== Directions for this task ==
Reproduce only the lines of the listing starting at the line that contains "Expected behaviour: for every instance of the window" and ending at the last line of the listing. Change "thickest part" to "widest part" and keep everything else unchanged.

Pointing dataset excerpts
****
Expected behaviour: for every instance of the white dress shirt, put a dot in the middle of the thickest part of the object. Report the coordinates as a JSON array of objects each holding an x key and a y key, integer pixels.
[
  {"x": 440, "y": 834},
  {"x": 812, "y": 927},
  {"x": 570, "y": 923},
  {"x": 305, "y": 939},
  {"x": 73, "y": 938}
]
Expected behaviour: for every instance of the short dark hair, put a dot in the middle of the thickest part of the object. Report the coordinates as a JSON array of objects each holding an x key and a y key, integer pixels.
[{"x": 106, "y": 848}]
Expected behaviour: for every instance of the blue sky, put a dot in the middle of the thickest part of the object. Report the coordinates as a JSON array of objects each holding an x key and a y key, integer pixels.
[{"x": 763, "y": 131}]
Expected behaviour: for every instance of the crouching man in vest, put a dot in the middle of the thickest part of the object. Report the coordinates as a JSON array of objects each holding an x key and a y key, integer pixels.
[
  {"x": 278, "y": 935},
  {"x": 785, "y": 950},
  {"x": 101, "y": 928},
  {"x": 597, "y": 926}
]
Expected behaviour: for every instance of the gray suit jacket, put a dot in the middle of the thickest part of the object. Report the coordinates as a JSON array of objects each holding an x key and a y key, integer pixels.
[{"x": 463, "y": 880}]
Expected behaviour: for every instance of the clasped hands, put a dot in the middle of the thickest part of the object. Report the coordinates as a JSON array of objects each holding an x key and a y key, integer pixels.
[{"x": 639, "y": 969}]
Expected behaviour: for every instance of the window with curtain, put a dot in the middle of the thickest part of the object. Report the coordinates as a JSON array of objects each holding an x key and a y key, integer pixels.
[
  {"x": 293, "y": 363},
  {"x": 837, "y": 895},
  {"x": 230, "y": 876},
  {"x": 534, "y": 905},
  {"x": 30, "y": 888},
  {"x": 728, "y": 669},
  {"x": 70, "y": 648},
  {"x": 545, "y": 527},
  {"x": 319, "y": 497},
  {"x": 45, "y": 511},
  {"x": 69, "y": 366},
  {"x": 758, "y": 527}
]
****
== Output of the task ==
Expected behaviour: for every instance of the window with curtain, put a dot in the middle of the widest part of the object. Report the coordinates as a JSON array of objects each holding an x key and a y key, integer pixels.
[
  {"x": 293, "y": 363},
  {"x": 837, "y": 895},
  {"x": 230, "y": 876},
  {"x": 534, "y": 905},
  {"x": 30, "y": 888},
  {"x": 728, "y": 669},
  {"x": 70, "y": 648},
  {"x": 545, "y": 527},
  {"x": 319, "y": 497},
  {"x": 45, "y": 511},
  {"x": 69, "y": 366},
  {"x": 758, "y": 527}
]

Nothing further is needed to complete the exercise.